TASK DESCRIPTION
Please count how many lines in the entries below contain the string "planter", treating case as significant, and give only that number.
— BEGIN GIVEN RECORDS —
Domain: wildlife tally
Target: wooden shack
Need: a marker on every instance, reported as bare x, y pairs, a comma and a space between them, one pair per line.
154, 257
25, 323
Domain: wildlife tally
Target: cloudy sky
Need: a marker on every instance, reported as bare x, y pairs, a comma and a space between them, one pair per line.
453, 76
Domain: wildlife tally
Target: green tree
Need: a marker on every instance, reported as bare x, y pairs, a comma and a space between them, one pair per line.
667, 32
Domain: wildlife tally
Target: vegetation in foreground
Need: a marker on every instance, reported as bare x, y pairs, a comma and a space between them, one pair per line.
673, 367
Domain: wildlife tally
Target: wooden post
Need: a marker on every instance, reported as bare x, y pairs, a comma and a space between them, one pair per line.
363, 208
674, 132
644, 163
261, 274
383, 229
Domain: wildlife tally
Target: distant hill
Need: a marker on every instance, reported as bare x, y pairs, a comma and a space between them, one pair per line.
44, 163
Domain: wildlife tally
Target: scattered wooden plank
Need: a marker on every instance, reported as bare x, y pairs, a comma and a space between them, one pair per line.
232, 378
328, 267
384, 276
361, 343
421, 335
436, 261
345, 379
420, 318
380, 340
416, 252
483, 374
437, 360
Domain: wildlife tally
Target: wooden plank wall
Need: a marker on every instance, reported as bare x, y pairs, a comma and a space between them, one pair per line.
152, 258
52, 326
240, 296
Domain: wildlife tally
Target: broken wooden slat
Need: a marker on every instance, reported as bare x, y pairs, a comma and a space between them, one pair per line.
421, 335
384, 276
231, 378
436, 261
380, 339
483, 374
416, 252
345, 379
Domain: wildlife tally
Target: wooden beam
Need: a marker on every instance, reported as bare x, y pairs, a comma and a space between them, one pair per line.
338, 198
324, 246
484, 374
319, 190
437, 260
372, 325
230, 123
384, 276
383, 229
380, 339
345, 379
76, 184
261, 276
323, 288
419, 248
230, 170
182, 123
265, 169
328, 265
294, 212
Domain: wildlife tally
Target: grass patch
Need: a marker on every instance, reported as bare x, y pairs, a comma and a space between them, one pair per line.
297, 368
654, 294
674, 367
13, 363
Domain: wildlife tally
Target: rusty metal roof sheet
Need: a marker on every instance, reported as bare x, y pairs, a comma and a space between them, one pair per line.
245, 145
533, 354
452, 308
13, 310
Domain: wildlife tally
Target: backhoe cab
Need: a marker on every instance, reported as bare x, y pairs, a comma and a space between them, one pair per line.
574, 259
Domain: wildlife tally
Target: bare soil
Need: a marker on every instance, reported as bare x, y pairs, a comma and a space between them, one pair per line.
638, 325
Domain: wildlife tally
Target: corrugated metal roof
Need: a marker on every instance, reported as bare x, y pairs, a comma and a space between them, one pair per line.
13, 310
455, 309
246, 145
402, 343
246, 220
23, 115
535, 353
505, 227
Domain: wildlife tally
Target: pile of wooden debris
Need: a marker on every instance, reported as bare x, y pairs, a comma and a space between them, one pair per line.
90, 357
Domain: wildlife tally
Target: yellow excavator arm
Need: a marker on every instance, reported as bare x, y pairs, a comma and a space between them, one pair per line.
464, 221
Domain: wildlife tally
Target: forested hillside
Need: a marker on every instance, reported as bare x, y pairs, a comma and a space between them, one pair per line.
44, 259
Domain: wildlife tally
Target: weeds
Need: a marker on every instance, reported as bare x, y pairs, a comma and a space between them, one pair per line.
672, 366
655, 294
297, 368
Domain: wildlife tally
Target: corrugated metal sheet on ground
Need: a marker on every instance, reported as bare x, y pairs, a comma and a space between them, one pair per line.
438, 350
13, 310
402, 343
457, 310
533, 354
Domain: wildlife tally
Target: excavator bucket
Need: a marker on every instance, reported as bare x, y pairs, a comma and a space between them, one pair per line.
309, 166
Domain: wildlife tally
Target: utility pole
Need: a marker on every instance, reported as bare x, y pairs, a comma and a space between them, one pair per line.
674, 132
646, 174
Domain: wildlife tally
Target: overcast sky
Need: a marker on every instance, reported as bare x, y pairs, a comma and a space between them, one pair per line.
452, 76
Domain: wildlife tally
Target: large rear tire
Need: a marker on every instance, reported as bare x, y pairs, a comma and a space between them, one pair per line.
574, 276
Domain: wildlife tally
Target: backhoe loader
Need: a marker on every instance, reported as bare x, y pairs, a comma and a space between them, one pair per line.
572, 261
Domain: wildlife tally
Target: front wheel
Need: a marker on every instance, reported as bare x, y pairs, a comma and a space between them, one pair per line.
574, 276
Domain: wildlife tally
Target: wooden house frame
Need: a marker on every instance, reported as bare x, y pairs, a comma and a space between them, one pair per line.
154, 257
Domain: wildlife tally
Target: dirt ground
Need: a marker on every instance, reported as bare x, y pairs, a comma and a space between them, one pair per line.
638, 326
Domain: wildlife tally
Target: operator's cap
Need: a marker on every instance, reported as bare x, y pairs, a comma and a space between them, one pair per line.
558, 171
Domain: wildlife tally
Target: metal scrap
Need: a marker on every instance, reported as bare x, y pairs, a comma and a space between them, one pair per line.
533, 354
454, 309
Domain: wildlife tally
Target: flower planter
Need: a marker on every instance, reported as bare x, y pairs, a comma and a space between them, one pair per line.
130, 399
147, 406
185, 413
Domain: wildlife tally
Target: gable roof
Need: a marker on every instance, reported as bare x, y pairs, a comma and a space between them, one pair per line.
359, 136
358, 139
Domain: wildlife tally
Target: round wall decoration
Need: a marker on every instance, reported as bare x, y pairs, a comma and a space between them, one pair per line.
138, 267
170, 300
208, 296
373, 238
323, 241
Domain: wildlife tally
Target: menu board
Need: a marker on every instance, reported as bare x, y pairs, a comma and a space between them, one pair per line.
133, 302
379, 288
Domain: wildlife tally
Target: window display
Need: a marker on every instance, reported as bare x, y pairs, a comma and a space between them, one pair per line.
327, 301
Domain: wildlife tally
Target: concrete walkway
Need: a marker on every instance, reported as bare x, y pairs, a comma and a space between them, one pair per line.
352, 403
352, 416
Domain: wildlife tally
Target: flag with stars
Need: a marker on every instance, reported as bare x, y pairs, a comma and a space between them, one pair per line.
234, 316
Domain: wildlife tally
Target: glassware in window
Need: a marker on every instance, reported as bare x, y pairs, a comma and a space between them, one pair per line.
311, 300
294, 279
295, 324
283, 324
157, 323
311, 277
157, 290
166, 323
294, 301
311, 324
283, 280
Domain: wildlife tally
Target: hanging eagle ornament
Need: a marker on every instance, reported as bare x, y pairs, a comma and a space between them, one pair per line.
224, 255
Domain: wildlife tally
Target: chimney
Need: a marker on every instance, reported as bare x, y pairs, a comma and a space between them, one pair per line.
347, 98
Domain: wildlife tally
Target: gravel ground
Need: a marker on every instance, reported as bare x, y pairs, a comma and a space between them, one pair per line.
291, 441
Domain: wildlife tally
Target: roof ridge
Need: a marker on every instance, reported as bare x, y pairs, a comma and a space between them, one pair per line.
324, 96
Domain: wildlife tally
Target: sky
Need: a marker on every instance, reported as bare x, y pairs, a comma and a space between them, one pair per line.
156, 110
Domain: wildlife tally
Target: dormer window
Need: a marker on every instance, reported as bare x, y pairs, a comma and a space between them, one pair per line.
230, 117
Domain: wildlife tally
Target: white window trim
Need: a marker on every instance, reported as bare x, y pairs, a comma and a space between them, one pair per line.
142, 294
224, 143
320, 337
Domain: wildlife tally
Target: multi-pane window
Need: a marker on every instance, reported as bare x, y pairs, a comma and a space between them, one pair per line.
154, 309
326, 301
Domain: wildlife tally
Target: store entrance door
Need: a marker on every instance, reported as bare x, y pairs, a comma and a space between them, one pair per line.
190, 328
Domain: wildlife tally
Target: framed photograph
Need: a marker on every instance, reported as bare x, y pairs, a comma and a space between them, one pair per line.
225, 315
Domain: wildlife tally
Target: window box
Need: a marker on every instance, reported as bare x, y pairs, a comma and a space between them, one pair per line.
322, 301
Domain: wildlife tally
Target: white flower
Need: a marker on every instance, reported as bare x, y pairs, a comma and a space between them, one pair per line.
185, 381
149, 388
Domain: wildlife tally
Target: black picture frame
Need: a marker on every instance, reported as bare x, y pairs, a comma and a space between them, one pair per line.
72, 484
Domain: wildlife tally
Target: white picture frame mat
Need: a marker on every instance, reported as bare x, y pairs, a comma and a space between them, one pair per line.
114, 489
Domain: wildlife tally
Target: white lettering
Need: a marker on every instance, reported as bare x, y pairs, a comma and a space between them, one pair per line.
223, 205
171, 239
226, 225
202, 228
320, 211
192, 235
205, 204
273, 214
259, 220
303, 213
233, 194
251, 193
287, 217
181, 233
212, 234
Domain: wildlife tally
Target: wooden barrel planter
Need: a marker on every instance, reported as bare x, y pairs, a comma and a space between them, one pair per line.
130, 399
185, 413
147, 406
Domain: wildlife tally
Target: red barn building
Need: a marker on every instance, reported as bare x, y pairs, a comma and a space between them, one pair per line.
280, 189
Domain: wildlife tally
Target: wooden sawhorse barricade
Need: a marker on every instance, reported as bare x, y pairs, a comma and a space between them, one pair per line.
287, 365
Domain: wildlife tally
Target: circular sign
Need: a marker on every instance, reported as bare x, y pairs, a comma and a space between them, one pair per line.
— END GIVEN RECORDS —
THE OUTPUT
2